Starting at the line that contains "wooden slat ramp.", transcribe every remaining line of the entries exactly, including the last one.

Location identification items
# # # # # # #

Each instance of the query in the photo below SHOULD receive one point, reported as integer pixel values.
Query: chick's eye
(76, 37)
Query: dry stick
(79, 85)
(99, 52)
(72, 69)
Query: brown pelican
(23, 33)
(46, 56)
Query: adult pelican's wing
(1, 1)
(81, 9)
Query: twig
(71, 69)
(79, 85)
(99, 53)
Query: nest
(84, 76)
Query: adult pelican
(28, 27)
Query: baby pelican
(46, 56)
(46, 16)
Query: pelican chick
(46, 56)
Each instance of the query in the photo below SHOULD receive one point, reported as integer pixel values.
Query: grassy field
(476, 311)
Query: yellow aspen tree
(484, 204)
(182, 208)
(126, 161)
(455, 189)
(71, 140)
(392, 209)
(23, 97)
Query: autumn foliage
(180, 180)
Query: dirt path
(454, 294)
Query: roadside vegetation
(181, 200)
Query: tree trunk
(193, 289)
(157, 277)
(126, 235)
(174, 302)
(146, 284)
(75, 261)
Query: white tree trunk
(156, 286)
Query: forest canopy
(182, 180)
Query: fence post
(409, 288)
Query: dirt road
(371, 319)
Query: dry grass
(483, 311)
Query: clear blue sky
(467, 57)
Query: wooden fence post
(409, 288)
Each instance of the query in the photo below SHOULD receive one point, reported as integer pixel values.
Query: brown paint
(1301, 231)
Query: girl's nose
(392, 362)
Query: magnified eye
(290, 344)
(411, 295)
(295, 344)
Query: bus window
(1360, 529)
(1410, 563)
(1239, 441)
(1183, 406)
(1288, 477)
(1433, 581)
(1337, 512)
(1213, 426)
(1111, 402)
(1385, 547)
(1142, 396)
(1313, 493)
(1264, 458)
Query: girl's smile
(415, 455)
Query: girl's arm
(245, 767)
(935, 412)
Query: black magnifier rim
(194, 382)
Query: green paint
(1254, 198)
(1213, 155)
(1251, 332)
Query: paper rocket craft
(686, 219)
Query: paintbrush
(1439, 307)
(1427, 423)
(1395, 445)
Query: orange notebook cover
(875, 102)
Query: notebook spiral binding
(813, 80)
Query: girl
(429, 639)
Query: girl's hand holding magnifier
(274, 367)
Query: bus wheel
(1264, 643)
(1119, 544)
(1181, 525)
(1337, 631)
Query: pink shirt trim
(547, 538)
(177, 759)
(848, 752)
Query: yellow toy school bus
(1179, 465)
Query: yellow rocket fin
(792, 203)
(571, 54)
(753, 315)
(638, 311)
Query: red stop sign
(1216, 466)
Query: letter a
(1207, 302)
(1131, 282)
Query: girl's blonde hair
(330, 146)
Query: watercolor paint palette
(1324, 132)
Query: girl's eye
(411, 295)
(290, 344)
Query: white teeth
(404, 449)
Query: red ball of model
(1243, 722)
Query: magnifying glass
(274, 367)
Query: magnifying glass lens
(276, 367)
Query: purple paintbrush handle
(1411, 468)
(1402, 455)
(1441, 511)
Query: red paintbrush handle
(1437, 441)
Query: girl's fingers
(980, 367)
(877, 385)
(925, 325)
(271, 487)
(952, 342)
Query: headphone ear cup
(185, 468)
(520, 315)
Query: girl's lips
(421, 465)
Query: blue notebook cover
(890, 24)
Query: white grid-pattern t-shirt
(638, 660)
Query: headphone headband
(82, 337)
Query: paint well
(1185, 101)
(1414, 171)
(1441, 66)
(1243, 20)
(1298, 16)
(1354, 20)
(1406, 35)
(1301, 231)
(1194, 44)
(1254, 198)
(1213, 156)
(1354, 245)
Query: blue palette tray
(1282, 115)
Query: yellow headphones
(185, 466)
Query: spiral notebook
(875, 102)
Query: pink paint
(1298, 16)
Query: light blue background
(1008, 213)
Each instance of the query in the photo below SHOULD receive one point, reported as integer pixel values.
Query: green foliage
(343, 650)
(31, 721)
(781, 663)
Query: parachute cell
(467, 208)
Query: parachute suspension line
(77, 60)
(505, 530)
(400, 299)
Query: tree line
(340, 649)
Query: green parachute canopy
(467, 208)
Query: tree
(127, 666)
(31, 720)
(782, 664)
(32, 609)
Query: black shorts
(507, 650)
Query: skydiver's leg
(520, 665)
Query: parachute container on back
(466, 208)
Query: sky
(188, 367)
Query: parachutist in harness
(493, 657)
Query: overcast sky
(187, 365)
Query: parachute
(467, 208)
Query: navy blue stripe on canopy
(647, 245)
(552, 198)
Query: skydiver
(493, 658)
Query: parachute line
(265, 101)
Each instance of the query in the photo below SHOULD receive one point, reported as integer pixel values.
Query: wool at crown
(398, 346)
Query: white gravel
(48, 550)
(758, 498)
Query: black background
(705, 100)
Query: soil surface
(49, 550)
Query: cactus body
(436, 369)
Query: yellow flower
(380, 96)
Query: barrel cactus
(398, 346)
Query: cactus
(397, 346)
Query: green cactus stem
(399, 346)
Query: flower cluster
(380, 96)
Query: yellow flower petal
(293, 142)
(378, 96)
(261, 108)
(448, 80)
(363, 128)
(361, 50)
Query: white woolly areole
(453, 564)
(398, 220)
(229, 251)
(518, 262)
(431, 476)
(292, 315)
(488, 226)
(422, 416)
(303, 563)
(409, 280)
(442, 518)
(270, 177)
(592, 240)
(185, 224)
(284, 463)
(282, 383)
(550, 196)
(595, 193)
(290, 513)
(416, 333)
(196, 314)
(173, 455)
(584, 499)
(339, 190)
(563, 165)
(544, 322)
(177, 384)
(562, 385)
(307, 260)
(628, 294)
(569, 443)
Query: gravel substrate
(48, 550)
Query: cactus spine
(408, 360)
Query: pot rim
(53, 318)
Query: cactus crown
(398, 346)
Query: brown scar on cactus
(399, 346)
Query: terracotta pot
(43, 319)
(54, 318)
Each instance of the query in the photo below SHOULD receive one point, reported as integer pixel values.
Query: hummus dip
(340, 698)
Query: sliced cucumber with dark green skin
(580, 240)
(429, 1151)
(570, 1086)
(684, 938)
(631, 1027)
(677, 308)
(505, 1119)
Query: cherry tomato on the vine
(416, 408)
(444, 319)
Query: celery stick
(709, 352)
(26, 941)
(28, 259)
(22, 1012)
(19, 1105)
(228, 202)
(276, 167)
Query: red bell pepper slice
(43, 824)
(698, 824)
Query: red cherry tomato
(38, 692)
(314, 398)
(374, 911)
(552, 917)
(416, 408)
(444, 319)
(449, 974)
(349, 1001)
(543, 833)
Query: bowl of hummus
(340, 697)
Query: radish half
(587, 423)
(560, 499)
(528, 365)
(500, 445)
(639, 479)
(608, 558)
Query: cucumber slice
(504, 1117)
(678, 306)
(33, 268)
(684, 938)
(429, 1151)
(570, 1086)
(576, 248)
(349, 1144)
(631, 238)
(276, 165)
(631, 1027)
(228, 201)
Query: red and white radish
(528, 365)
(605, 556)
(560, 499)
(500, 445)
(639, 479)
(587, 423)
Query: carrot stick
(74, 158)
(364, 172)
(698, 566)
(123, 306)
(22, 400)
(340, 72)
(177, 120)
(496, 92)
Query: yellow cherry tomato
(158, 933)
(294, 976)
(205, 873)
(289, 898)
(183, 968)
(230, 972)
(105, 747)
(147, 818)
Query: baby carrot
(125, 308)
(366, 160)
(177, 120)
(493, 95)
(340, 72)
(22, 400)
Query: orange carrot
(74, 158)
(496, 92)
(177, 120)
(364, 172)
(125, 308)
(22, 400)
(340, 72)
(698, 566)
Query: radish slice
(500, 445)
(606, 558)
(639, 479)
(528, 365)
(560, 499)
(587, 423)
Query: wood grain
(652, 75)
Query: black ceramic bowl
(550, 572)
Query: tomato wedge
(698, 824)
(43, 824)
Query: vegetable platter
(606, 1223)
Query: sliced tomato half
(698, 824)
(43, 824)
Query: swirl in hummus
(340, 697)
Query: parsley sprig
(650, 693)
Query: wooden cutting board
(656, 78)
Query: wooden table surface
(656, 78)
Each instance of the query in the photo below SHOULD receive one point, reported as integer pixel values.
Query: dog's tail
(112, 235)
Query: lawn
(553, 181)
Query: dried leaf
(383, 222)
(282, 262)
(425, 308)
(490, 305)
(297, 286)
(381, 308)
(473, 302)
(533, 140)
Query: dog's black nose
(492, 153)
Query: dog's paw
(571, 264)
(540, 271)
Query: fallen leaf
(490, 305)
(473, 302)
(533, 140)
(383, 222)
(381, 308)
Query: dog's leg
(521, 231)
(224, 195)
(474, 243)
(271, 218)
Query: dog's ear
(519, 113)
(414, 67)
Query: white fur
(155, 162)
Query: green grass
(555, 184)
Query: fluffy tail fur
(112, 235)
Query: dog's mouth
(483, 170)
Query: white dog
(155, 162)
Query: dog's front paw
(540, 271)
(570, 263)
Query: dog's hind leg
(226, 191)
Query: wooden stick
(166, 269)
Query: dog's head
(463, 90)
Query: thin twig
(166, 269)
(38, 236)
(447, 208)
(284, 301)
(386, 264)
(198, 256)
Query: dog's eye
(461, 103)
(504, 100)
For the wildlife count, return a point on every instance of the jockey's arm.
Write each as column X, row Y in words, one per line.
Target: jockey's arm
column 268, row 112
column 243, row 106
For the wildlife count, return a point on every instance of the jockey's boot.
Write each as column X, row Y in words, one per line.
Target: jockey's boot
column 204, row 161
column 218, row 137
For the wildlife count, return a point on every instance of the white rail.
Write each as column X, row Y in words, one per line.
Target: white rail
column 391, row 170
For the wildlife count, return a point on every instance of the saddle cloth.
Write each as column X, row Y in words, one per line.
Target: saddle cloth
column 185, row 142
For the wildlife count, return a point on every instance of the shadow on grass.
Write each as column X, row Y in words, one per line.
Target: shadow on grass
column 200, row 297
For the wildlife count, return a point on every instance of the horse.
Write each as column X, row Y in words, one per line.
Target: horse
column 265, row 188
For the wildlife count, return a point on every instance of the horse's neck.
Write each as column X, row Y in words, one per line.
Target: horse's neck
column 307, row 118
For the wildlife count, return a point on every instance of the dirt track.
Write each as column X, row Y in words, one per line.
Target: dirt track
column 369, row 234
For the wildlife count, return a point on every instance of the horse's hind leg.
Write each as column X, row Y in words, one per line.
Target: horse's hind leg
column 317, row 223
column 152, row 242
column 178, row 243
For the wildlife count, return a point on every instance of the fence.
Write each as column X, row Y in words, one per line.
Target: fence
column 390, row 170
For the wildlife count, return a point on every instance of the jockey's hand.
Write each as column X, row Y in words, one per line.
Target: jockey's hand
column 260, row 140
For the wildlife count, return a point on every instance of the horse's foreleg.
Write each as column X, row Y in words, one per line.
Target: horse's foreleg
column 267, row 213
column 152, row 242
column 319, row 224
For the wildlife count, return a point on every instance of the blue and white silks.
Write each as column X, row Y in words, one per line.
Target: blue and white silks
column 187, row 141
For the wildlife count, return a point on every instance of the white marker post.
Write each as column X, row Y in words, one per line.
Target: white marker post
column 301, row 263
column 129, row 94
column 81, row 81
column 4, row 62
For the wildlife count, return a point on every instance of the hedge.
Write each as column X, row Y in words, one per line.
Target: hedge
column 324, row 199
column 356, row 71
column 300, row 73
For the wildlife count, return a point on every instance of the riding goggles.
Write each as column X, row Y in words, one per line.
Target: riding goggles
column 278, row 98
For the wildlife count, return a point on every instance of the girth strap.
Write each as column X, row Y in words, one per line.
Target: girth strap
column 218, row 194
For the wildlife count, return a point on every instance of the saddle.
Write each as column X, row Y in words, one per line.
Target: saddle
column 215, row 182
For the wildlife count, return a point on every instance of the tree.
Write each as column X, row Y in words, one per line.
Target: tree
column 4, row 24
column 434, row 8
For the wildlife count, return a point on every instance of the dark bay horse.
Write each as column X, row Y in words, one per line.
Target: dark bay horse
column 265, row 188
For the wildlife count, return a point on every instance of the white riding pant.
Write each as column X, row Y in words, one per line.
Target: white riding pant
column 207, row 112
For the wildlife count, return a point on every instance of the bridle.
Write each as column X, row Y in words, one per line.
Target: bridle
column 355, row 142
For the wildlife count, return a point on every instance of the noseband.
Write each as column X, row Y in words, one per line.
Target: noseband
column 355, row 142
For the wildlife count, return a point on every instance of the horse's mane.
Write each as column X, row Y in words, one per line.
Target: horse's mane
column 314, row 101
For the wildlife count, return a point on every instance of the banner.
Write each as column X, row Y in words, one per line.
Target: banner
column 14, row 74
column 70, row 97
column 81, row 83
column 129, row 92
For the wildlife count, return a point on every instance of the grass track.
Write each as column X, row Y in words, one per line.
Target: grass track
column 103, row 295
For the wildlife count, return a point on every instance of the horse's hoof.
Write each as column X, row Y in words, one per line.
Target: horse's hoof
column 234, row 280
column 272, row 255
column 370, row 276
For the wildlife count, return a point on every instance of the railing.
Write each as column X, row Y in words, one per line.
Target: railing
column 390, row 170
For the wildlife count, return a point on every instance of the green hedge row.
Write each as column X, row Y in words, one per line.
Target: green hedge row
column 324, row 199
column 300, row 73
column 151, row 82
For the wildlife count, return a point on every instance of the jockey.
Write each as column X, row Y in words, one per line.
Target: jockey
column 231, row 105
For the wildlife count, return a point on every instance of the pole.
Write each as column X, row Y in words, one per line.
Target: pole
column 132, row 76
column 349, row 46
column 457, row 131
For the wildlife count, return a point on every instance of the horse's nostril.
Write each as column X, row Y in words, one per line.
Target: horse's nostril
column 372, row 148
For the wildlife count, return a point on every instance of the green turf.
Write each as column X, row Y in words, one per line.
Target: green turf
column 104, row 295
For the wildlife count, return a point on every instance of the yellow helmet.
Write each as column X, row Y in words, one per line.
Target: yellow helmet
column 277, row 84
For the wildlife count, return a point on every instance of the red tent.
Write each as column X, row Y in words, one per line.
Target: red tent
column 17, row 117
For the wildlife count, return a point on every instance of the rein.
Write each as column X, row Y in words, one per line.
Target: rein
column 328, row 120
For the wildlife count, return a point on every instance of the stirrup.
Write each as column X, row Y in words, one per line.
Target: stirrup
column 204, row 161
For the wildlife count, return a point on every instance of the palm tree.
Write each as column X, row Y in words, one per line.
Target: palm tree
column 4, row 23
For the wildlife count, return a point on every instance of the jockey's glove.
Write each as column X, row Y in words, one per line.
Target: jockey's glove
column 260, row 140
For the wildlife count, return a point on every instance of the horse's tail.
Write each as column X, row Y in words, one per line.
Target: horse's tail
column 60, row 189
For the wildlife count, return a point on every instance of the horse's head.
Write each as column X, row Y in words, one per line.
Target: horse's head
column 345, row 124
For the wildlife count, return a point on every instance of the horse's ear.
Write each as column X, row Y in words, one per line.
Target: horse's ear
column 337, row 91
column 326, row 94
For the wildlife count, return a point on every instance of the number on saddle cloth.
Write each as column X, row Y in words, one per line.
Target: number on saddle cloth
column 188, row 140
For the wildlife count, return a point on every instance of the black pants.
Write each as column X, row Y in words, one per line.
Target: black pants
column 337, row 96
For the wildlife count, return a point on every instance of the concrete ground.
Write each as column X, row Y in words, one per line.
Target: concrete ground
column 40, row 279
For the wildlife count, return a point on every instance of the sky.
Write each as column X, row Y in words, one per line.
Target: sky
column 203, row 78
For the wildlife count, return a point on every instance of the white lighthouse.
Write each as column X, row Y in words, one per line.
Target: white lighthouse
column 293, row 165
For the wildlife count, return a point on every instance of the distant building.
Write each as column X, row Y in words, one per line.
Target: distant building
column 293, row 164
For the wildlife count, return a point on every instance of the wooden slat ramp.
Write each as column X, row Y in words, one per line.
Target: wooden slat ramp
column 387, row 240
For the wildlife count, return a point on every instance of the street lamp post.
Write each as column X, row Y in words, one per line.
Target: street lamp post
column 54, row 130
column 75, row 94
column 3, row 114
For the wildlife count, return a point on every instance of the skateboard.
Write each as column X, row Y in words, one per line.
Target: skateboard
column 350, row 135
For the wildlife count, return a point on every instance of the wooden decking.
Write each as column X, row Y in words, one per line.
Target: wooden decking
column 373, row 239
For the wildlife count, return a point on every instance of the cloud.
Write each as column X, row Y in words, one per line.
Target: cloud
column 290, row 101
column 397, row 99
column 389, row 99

# # # # # # #

• Solution:
For the wildlife count, return a point on every instance of the wooden slat ramp.
Write each as column X, row Y in words, one per line.
Target: wooden slat ramp
column 387, row 240
For the wildlife count, return a point on every instance of the street lamp post.
Write each as column X, row Y in words, one per line.
Target: street lamp post
column 54, row 130
column 75, row 94
column 3, row 114
For the wildlife count, return a point on every instance of the skateboard.
Write each as column X, row Y in words, one per line.
Target: skateboard
column 350, row 135
For the wildlife count, return a point on every instance of the wooden decking.
Write each as column X, row Y in words, one per line.
Target: wooden decking
column 373, row 239
For the wildlife count, return a point on every instance of the cloud.
Write each as column X, row Y in words, one per line.
Target: cloud
column 290, row 101
column 397, row 99
column 389, row 99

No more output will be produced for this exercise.